--- YOUR OBJECTIVE ---
Look through the lines below and extract any with the word "woman".

Entries taken from a collection
--------------------------------------------------

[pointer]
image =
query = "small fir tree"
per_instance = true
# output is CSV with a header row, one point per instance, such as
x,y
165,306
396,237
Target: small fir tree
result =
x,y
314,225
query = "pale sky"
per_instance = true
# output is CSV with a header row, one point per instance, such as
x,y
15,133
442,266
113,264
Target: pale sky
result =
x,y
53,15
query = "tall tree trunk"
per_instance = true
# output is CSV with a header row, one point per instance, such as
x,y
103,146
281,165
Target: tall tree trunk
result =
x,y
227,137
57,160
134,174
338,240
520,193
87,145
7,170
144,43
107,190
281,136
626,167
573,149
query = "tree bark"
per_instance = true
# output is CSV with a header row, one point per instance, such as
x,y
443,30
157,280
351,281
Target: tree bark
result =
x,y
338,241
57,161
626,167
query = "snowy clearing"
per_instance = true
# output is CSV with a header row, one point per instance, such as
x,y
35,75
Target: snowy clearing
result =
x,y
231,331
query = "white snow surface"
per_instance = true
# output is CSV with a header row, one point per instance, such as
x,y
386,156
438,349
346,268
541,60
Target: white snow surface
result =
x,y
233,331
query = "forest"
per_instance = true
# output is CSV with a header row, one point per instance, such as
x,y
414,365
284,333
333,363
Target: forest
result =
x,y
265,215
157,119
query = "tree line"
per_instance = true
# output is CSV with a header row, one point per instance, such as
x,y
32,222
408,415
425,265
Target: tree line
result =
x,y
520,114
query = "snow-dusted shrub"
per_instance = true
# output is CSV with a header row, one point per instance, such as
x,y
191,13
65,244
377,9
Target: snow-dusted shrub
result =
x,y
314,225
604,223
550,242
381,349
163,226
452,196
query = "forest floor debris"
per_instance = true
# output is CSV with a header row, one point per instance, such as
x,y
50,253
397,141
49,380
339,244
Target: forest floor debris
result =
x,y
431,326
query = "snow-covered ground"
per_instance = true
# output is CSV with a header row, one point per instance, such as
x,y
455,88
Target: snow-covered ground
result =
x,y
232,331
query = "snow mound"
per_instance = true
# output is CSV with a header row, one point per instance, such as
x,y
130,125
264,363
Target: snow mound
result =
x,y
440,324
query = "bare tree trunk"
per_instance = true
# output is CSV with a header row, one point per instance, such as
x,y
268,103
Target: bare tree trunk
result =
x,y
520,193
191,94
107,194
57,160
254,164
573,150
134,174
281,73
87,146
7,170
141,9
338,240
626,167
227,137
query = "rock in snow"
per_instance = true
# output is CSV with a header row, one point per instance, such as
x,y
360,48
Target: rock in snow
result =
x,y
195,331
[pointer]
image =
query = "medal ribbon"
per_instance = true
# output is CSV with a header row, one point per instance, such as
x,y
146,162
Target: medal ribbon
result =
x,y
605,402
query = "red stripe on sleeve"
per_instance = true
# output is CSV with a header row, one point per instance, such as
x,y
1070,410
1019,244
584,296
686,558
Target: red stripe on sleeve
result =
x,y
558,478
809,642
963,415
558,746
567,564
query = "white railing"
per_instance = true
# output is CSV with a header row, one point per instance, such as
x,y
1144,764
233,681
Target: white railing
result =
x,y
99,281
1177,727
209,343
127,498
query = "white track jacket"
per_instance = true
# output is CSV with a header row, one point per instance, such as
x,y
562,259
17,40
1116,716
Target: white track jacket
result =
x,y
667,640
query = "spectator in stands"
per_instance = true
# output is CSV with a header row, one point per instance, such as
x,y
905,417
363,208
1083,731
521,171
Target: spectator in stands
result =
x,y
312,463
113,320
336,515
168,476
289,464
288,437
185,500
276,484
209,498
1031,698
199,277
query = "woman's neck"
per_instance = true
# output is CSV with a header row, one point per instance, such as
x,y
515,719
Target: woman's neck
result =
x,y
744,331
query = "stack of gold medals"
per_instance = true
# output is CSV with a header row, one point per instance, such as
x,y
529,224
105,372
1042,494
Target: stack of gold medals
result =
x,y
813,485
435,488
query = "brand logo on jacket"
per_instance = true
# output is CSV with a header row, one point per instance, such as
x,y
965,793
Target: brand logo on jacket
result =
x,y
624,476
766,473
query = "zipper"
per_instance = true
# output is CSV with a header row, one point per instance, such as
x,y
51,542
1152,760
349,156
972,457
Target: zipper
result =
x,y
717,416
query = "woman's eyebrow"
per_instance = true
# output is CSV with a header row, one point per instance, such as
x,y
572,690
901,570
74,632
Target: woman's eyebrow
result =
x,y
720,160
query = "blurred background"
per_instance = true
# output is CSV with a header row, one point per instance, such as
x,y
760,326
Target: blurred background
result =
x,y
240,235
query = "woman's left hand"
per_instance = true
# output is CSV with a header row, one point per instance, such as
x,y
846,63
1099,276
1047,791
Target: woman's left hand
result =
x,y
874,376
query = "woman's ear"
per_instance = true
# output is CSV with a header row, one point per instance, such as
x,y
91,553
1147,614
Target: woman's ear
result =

--------------------------------------------------

--- RESPONSE ---
query = "woman's neck"
Target: woman's neck
query = "woman's eyebrow"
Target: woman's eyebrow
query = "woman's left hand"
Target: woman's left hand
query = "woman's ear"
Target: woman's ear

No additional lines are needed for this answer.